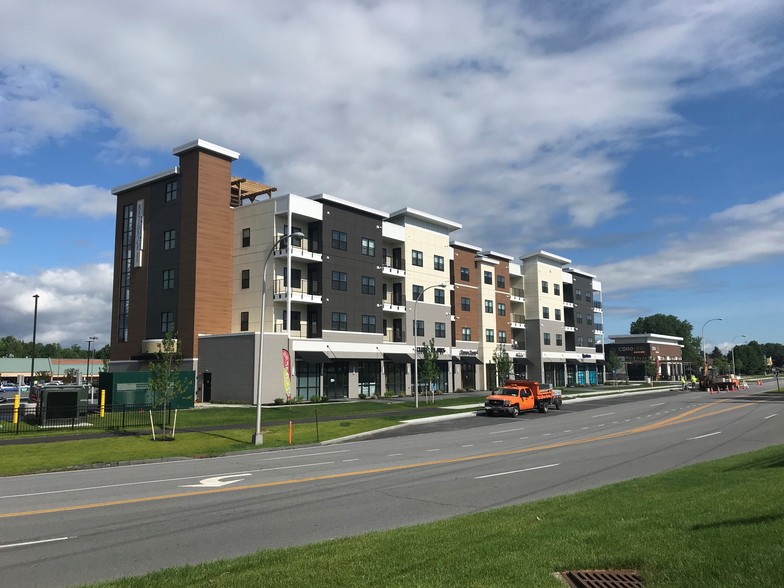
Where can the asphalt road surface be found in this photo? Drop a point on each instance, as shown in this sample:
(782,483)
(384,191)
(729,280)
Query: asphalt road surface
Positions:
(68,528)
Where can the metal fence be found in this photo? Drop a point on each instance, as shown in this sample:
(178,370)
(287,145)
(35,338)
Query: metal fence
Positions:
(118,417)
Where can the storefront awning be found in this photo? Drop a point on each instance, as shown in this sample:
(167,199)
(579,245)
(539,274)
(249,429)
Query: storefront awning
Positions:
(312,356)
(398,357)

________________________________________

## Work required
Reproduce every entry above verbatim, leaving out the images.

## Full output
Where can the asphalt road surface be found in this photo? Drop a point on each instance, as shown in this sample:
(782,483)
(384,191)
(729,280)
Query: asphalt road surface
Positions:
(68,528)
Where can the metal fence be found in this photo? Drop a point on each instance, as shown in this sample:
(178,370)
(287,145)
(35,338)
Query: metal fence
Positions:
(118,417)
Where can the storefront awning be found in this photo? Drop a point on each instance, as shown in this sample:
(167,199)
(579,245)
(539,274)
(249,429)
Query: storefront awning
Positions:
(312,356)
(398,357)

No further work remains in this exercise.